**EXCERPT**
---
Wednesday, October 20, 2010

Coconut Pie

This was a happy mistake! Really, I totally made this pie the WRONG way. It was supposed to be a coconut cream pie, and I was looking at the wrong recipe the entire time. Long story short, this is what I ended up with, and my friends RAVED about it. I will forever think of this pie as a Happy Mistake! (And yes, I do plan on making a cream pie in the future...)
Coconut Pie
Printable Version
Yellow Pie Crust
1 1/8 cup flour
1 Tbs. sugar
1/4 t. salt
1/2 cup butter flavored crisco
2 Tbs. cold water
Combine flour, sugar, and salt together in a large bowl. Cut in crisco
When all mixture is crumbly, add water, 1 Tbs. at a time, and toss with fork after each addition. Mix lightly. After dough is throughly mixed, press dough into a loose ball. DO NOT TIGHTLY PACK DOUGH. Refrigerate for at least 2 hours or overnight.
After refrigeration, roll dough out until approx. 1/4 inch thick. Place into pie pan. Leave 1-inch rim of dough along outer edges of your pan. Form a  rim on edge of pan by pinching with fingers. Prick bottom and side thoroughly with a fork. Bake at 475 degrees for 8-10 minutes. Allow to cool prior to adding filling.
---
**TASKS FOR THIS EXERCISE**
1. Copy out each line of the rows that contains the word "white".
2. Write the next part of the coconut pie recipe, picking up after its last sentence.
The rows are unrelated to the coconut pie recipe.

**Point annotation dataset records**
---
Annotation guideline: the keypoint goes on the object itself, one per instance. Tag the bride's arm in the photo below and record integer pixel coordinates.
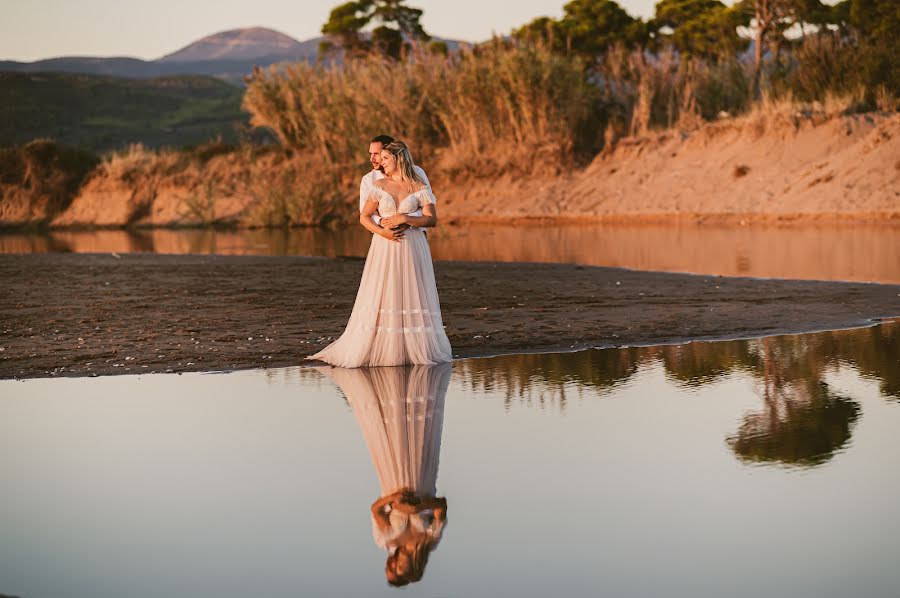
(428, 218)
(365, 218)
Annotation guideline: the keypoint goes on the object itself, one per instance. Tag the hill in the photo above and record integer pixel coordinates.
(102, 113)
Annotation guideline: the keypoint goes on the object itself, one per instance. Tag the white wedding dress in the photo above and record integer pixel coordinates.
(396, 319)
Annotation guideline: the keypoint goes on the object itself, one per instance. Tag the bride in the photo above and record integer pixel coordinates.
(396, 317)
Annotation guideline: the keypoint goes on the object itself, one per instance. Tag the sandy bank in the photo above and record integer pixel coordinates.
(775, 167)
(98, 314)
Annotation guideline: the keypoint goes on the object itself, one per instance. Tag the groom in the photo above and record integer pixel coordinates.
(367, 184)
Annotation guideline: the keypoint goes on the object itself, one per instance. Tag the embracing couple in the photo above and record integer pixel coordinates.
(396, 319)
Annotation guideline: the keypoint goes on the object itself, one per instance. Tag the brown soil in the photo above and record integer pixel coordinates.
(92, 314)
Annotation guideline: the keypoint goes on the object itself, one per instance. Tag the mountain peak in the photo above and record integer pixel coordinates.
(238, 44)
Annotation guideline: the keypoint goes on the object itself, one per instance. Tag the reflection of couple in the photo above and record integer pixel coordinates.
(401, 412)
(396, 317)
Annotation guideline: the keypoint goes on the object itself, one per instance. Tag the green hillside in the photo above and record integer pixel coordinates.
(103, 113)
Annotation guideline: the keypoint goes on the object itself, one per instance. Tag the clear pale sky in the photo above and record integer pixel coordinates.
(148, 29)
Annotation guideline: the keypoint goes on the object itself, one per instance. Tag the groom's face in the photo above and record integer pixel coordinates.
(375, 155)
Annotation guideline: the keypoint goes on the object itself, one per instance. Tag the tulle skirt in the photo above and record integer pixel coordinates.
(396, 319)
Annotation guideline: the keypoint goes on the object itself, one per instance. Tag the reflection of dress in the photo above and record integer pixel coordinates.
(401, 412)
(396, 318)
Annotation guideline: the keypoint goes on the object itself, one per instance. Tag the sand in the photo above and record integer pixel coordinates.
(91, 314)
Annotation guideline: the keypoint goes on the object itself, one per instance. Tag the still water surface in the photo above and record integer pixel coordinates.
(858, 252)
(767, 467)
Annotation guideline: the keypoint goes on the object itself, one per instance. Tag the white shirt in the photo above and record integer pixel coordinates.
(367, 185)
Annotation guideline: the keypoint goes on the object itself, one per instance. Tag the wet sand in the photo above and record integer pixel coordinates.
(90, 314)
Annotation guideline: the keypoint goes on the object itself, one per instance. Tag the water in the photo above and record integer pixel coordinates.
(768, 467)
(858, 252)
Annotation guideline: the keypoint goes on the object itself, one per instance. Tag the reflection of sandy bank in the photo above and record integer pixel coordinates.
(858, 252)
---
**RESULTS FOR THE EXERCISE**
1.
Annotation guideline: the keypoint goes on the object itself, one per instance. Tag the white wedding dress in the photo above and record integer pixel coordinates.
Annotation guideline: the keypoint goes on the object itself, one per instance. Tag the white shirt in the photo above and record integer pixel coordinates.

2.
1 1/2 cups sugar
3 Tbs. cornstarch
3 Tbs. flour
dash salt
1 1/2 cups HOT water
3 slightly beaten egg yolks
2 Tbs. butter
1/2 cup toasted coconut, plus 1/4 cup for topping
After making the pie crust and setting it to the side, mix the sugar, cornstarch, flour, and salt in a sauce pan and gradually add hot water, stirring constantly. Cook and stir over high heat until mixture boils. Reduce heat and continue to cook and stir for 2 minutes more. (Make sure that you do the full 2 minute cooking times, this allows the fillings to cook and hold its shaped when cooled).
After the mixture has cooked for the above 2 minutes, crack eggs yolks into a DIFFERENT BOWL. Add a small amount of hot mixture to gradually temper the eggs. (Temper=slowly warm up the eggs before adding them to the boiling mixture, if they are added while cold they will immediately cook, yuck!) Then add the eggs to the boiling mixture and bring to a boil again. Cook and stir for 2 minutes. Remove the hot mixture from the heat and add butter.  Stir until butter is melted. Add 1/2 cup toasted coconut and stir until combined.
Pour the hot mixture into the pie shell.
Allow pie to cool, and make fresh whipped cream for the topping. Spread whipped cream on top of cooled pie, and sprinkle remaining 1/4 cup toasted coconut on top.
Serve and be amazed!
Serves 10.
Recipe adapted from Erika and Laurel


Natalie said...

can't complain when a mistake turns out that good! I LOVE coconut anything, this looks great!

Michelle said...

Ha! Well that was a happy mistake for sure! Can't say many of my kitchen mistakes turn out so well :-)

teresa said...

yummy! love coconut!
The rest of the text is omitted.